▶ **Task requirements**: Print every one of the records verbatim, omitting nothing.

■ ■ ■ ■ ■

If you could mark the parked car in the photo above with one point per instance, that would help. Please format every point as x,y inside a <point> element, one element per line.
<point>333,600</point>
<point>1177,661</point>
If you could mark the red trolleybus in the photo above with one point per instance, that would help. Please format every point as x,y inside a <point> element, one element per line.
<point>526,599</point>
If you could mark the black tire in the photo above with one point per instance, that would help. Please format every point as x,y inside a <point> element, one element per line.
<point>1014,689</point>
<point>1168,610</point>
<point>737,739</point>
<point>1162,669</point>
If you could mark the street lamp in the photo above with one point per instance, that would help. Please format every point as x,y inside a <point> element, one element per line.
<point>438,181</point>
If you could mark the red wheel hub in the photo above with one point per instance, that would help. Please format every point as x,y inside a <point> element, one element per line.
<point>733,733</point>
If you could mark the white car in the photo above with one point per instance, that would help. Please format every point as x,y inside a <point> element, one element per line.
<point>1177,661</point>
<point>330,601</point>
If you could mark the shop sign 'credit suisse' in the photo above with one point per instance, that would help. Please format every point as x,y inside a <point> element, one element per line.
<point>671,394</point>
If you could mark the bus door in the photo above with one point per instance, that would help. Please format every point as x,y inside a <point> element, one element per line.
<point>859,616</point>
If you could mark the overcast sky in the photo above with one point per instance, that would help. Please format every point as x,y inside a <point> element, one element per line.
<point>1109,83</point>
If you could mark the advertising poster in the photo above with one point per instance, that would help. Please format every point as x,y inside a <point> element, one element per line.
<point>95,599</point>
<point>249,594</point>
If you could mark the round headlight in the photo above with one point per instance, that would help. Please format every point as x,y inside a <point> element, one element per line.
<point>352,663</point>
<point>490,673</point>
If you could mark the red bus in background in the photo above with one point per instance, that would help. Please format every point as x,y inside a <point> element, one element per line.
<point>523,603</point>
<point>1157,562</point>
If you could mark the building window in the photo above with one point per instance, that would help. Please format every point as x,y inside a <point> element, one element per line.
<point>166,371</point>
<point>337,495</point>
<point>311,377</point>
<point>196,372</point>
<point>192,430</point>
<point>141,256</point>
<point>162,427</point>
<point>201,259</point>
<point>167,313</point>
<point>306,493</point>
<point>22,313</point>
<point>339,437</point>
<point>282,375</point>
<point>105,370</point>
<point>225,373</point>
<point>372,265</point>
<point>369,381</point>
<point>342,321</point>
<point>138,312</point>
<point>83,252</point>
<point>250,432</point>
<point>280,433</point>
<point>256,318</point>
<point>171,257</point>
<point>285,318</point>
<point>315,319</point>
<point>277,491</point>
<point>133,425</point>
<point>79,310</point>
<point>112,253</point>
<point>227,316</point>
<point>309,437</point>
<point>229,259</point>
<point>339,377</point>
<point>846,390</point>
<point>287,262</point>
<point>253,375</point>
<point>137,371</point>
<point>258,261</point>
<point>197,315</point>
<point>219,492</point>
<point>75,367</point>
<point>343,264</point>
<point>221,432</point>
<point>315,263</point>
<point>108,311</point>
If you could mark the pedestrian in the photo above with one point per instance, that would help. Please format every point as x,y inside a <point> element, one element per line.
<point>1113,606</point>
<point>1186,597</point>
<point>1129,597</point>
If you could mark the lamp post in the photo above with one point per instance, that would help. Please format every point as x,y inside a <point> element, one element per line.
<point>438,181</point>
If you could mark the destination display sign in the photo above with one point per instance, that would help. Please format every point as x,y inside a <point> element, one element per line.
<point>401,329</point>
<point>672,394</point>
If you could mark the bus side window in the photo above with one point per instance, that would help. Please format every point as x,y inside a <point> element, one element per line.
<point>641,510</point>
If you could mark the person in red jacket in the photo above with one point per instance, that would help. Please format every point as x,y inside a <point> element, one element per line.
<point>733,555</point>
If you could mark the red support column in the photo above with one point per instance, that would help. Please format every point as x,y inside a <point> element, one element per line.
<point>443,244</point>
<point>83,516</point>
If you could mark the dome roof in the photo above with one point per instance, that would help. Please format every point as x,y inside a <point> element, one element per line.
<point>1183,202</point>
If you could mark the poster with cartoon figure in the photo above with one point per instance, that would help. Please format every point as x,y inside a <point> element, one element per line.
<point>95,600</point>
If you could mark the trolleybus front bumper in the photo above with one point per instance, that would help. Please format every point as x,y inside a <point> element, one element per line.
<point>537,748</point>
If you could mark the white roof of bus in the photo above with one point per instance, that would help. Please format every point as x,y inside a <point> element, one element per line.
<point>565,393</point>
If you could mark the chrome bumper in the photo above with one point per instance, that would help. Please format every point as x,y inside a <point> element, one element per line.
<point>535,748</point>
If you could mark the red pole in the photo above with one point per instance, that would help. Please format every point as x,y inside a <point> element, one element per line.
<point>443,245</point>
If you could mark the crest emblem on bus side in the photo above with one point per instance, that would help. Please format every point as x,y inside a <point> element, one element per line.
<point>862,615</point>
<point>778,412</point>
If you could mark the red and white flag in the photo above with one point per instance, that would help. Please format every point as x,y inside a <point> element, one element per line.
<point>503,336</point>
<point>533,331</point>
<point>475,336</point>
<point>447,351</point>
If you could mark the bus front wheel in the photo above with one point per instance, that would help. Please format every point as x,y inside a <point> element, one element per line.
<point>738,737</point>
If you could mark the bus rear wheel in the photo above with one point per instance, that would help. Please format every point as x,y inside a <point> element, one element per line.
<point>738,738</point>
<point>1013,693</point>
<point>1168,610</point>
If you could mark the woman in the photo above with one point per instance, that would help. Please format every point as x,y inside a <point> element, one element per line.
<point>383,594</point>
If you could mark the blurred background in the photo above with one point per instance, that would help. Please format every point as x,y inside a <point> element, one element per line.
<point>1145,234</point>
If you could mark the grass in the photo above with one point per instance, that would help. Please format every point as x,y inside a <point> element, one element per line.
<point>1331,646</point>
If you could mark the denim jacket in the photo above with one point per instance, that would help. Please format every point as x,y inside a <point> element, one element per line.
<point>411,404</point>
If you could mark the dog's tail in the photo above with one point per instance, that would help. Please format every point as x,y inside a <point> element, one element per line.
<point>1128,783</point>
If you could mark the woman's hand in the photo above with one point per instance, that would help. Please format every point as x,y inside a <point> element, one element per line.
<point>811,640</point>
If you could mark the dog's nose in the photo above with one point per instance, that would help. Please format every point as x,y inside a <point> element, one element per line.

■ ■ ■ ■ ■

▶ **Exercise output**:
If you could mark the parked car in the photo above with one point per instance, that would help. Please format every point as x,y inside a <point> element, one element per line.
<point>333,600</point>
<point>1177,661</point>
If you could mark the red trolleybus in the photo above with one point per instance, that would help. Please format every point as x,y inside a <point> element, one element per line.
<point>526,599</point>
If you could mark the black tire in the photo above with one point per instance, that would help. Please format every point as x,y inside a <point> element, one element per line.
<point>1014,689</point>
<point>1168,610</point>
<point>737,739</point>
<point>1162,669</point>
If you could mark the street lamp in the photo above with one point per instance, that would help. Please format every point as x,y inside a <point> element, one element per line.
<point>438,181</point>
If you could mark the red wheel hub in the photo above with one point per instance, that would help. Please format every point as x,y inside a <point> element, one element per line.
<point>733,733</point>
If you could mark the white car in the photo above with one point per instance, that would help. Please format every point as x,y inside a <point> element, one element per line.
<point>1177,661</point>
<point>330,601</point>
If you could mark the shop sign 'credit suisse' in the photo above with one point per instance, that would help. Please format every point as x,y inside a <point> element, one element per line.
<point>671,394</point>
If you could mark the bus door in the photo above with one point per instance, that would help. Please format every point as x,y inside a <point> element, one element per line.
<point>859,616</point>
If you could mark the overcast sky in the photo above with one point per instance, that would help. Please format every point as x,y inside a <point> element, one element per line.
<point>1109,83</point>
If you could mark the advertising poster in the photo above with one point per instance, that would help. Please format every point as x,y inside a <point> element, one element per line.
<point>95,599</point>
<point>249,594</point>
If you could mark the round headlight in the photo above with one point per instance, that would help. Please format every point as x,y inside a <point> element, one element per line.
<point>352,663</point>
<point>490,673</point>
If you could mark the red bus in background in the photo above with one point per instance, that would help. Please format every point as x,y inside a <point> element, one element per line.
<point>523,603</point>
<point>1157,562</point>
If you could mark the building window in the photo above with one point per instance, that would help. Please format every point as x,y inside a <point> element, one element per line.
<point>166,371</point>
<point>337,495</point>
<point>311,377</point>
<point>196,372</point>
<point>192,430</point>
<point>141,256</point>
<point>162,427</point>
<point>201,259</point>
<point>167,313</point>
<point>306,493</point>
<point>22,313</point>
<point>339,437</point>
<point>282,375</point>
<point>105,370</point>
<point>225,373</point>
<point>372,265</point>
<point>369,381</point>
<point>342,321</point>
<point>138,312</point>
<point>83,252</point>
<point>250,432</point>
<point>280,433</point>
<point>256,318</point>
<point>171,257</point>
<point>285,318</point>
<point>315,319</point>
<point>277,491</point>
<point>133,425</point>
<point>79,310</point>
<point>112,253</point>
<point>227,316</point>
<point>309,437</point>
<point>229,259</point>
<point>339,377</point>
<point>846,390</point>
<point>287,262</point>
<point>253,375</point>
<point>137,371</point>
<point>258,261</point>
<point>197,315</point>
<point>219,492</point>
<point>75,367</point>
<point>343,264</point>
<point>221,432</point>
<point>315,263</point>
<point>108,311</point>
If you could mark the pedestrian in the photo above with one point per instance, that would help. Please format every point as x,y inside a <point> element, one element per line.
<point>1113,606</point>
<point>1186,597</point>
<point>1129,597</point>
If you could mark the lamp post in the photo above with one point per instance, that would help. Please format every point as x,y inside a <point> element, one element per line.
<point>438,181</point>
If you could mark the destination display sign in the photo above with one point per instance, that would help. Please format every point as x,y inside a <point> element, one element per line.
<point>401,329</point>
<point>672,394</point>
If you could mark the bus side window in the photo above with one point per instance, that would help. Please format every point as x,y inside a <point> element, one element per line.
<point>641,510</point>
If you could mark the person in red jacket in the photo above with one point per instance, that would help. Please format every point as x,y inside a <point> element, one element per line.
<point>733,555</point>
If you could mark the red support column in the photo above with one point per instance, that would help. Please format every point as x,y inside a <point> element, one element per line.
<point>443,244</point>
<point>83,516</point>
If you could mark the dome roof in the photo above with one point per instance, that would help. Please format every point as x,y inside a <point> element, one element per line.
<point>1183,202</point>
If you could mark the poster with cartoon figure in the photo above with one point per instance, that would help. Please format every point as x,y inside a <point> element, one element per line.
<point>95,600</point>
If you could mark the trolleybus front bumper in the photo above with one point per instance, that would help. Please format every point as x,y inside a <point> element, one element per line.
<point>537,748</point>
If you could mark the white roof of bus in the photo above with one point per instance, that would help. Please format every point as x,y inside a <point> element, one element per line.
<point>565,393</point>
If you could mark the chrome bumper in the photo above with one point per instance, that would help. Please format every point as x,y inside a <point> element, one element per line.
<point>535,748</point>
If you could mark the red pole in the photo above with one point per instance, that would help. Please format every point as x,y inside a <point> element, one element per line.
<point>443,245</point>
If you could mark the crest emblem on bus side in the photo above with one point per instance, that would help. Please format every point as x,y inside a <point> element, one element per line.
<point>862,615</point>
<point>778,412</point>
If you could mark the red and white flag in the photo above with one point per instance, that would help. Please format every point as x,y inside a <point> element, one element per line.
<point>503,336</point>
<point>533,331</point>
<point>475,336</point>
<point>447,351</point>
If you could mark the bus front wheel in the photo above with one point per instance, that would help. Please format every point as x,y inside a <point> element, one element per line.
<point>738,737</point>
If you could mark the bus rear wheel in the photo above with one point per instance, that would help. Please format every point as x,y inside a <point> element, one element per line.
<point>738,738</point>
<point>1013,693</point>
<point>1168,610</point>
If you could mark the woman in the photo above with one point per instance, that would help. Please format every point as x,y inside a <point> element, one element per line.
<point>383,594</point>
If you could mark the blurred background in the photo above with one point per instance, that would help. Please format every point as x,y inside a <point> element, one element per line.
<point>1145,234</point>
If you could mark the grass in the photo above with one point per instance, that would help. Please format every point as x,y inside a <point> element, one element per line.
<point>1331,646</point>
If you could mark the denim jacket in the photo above with one point per instance, that would help. Please format every point as x,y inside a <point> element, one element per line.
<point>411,404</point>
If you could mark the dog's tail in the photo above with one point per instance, that would help. Please format every point as x,y inside a <point> element, one element per line.
<point>1128,783</point>
If you could mark the woman's hand in the photo above with one point per instance, that would help. Please format every point as x,y inside a <point> element, one element per line.
<point>811,640</point>
If you could mark the dog's nose in the photo above with one point per instance, that would help. Please format every point as x,y inside a <point> element, one element per line.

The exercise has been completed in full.